◆ **Records for the exercise**:

--- START ---

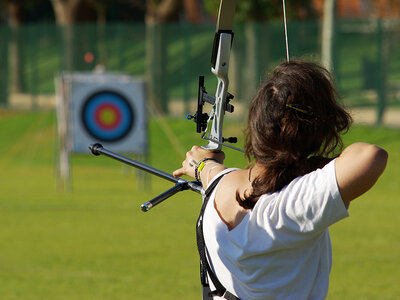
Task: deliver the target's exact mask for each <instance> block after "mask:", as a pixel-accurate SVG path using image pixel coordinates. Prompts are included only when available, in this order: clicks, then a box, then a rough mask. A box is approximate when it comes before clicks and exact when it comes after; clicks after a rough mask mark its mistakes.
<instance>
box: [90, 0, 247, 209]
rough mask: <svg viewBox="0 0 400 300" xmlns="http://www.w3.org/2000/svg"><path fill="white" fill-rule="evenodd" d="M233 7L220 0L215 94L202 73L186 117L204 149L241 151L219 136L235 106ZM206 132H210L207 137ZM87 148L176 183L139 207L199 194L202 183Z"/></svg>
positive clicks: (215, 55) (218, 21) (115, 154)
mask: <svg viewBox="0 0 400 300" xmlns="http://www.w3.org/2000/svg"><path fill="white" fill-rule="evenodd" d="M235 7H236V0H225V1H224V0H221V2H220V8H219V13H218V22H217V30H216V33H215V38H214V45H213V50H212V55H211V65H212V67H211V71H212V73H213V74H214V75H215V76H216V77H217V79H218V83H217V90H216V93H215V97H213V96H210V95H209V94H207V92H206V89H205V87H204V76H200V77H199V90H198V105H197V112H196V114H195V115H194V116H188V119H194V121H195V122H196V124H197V129H196V130H197V132H199V133H200V132H203V134H202V138H204V139H206V140H208V141H209V144H208V145H206V146H203V148H205V149H208V150H213V151H219V150H221V147H222V145H225V146H227V147H230V148H233V149H236V150H240V151H243V150H241V149H238V148H236V147H233V146H231V145H228V144H226V143H225V142H231V143H232V142H236V141H237V139H236V138H234V137H230V138H227V139H225V138H223V137H222V127H223V126H222V125H223V118H224V115H225V112H226V111H227V112H233V110H234V107H233V106H232V105H231V104H229V101H230V100H231V99H233V96H232V95H231V94H229V93H228V85H229V80H228V70H229V57H230V51H231V45H232V40H233V32H232V25H233V16H234V13H235ZM206 102H207V103H209V104H211V105H212V109H211V112H210V116H208V114H207V113H203V106H204V104H205V103H206ZM211 121H212V123H211V128H210V129H208V124H209V123H210V122H211ZM207 132H208V133H209V134H208V135H207V136H206V134H207ZM89 149H90V150H91V152H92V154H93V155H96V156H98V155H101V154H102V155H105V156H107V157H110V158H113V159H115V160H118V161H120V162H122V163H125V164H127V165H129V166H132V167H135V168H138V169H141V170H144V171H146V172H149V173H151V174H153V175H156V176H159V177H161V178H163V179H165V180H168V181H171V182H174V183H175V186H173V187H172V188H170V189H169V190H167V191H165V192H164V193H162V194H160V195H158V196H157V197H155V198H153V199H152V200H150V201H147V202H146V203H144V204H142V206H141V208H142V210H143V211H148V210H150V209H151V208H152V207H154V206H155V205H157V204H159V203H161V202H162V201H164V200H166V199H167V198H169V197H171V196H172V195H174V194H176V193H177V192H180V191H183V190H188V189H190V190H192V191H195V192H199V193H200V192H201V191H202V185H201V183H200V182H198V181H186V180H184V179H181V178H178V179H177V178H174V177H173V176H172V175H171V174H169V173H166V172H164V171H161V170H158V169H156V168H153V167H151V166H149V165H146V164H144V163H141V162H138V161H136V160H133V159H130V158H128V157H125V156H122V155H120V154H117V153H114V152H112V151H110V150H108V149H105V148H103V146H102V145H101V144H99V143H95V144H92V145H90V146H89Z"/></svg>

--- END ---

◆ **About this task**: Retype every entry exactly as written. Leave the pictures out.

◆ **Written response**:
Task: deliver the target's exact mask for each <instance> block after "mask:", as a pixel-accurate SVG path using image pixel coordinates. Prompts are included only when available, in this order: clicks, then a box, then a rough mask. A box is approximate when it comes before clicks and exact when it comes after; clicks after a rough mask mark its mistakes.
<instance>
box: [90, 0, 247, 209]
rough mask: <svg viewBox="0 0 400 300" xmlns="http://www.w3.org/2000/svg"><path fill="white" fill-rule="evenodd" d="M233 7L220 0L215 94L202 73L186 117L204 149L241 151L219 136L235 106ZM206 132H210L207 137ZM87 148L176 183L139 207L199 194L202 183Z"/></svg>
positive clicks: (215, 55) (218, 21) (115, 154)
mask: <svg viewBox="0 0 400 300" xmlns="http://www.w3.org/2000/svg"><path fill="white" fill-rule="evenodd" d="M235 7H236V0H225V1H224V0H221V2H220V8H219V13H218V22H217V30H216V33H215V38H214V45H213V50H212V55H211V65H212V67H211V71H212V73H213V74H214V75H215V76H216V77H217V79H218V83H217V90H216V93H215V97H213V96H210V95H209V94H207V92H206V89H205V87H204V76H200V77H199V90H198V105H197V112H196V114H195V115H194V116H188V119H194V121H195V122H196V124H197V129H196V130H197V132H199V133H200V132H203V134H202V138H204V139H206V140H208V141H209V144H208V145H206V146H203V148H205V149H208V150H213V151H219V150H221V147H222V145H225V146H227V147H230V148H233V149H236V150H240V151H243V150H241V149H238V148H236V147H233V146H231V145H228V144H226V143H225V142H231V143H232V142H236V141H237V139H236V138H234V137H230V138H227V139H225V138H223V137H222V127H223V126H222V125H223V118H224V115H225V112H226V111H227V112H233V110H234V107H233V106H232V105H231V104H229V101H230V100H231V99H233V96H232V95H231V94H229V93H228V85H229V80H228V70H229V57H230V51H231V45H232V40H233V32H232V25H233V16H234V13H235ZM206 102H207V103H209V104H211V105H212V109H211V112H210V116H208V114H207V113H203V106H204V104H205V103H206ZM211 121H212V123H211V128H210V129H208V124H209V123H210V122H211ZM207 132H208V133H209V134H208V135H207V136H206V134H207ZM89 149H90V150H91V152H92V154H93V155H96V156H98V155H101V154H102V155H105V156H107V157H110V158H113V159H115V160H118V161H120V162H122V163H125V164H127V165H129V166H132V167H135V168H138V169H141V170H144V171H146V172H149V173H151V174H153V175H156V176H159V177H161V178H163V179H165V180H168V181H171V182H174V183H175V186H173V187H172V188H170V189H169V190H167V191H165V192H164V193H162V194H160V195H158V196H157V197H155V198H153V199H152V200H150V201H147V202H146V203H144V204H142V206H141V208H142V210H143V211H148V210H150V209H151V208H152V207H154V206H155V205H157V204H159V203H161V202H162V201H164V200H166V199H167V198H169V197H171V196H172V195H174V194H176V193H177V192H180V191H183V190H188V189H190V190H192V191H195V192H199V193H200V192H201V191H202V185H201V183H200V182H198V181H186V180H184V179H181V178H178V179H177V178H174V177H173V176H172V175H171V174H169V173H166V172H164V171H161V170H158V169H156V168H153V167H151V166H149V165H146V164H144V163H141V162H138V161H136V160H133V159H130V158H128V157H125V156H122V155H120V154H117V153H114V152H112V151H110V150H108V149H105V148H103V146H102V145H101V144H99V143H95V144H92V145H90V146H89Z"/></svg>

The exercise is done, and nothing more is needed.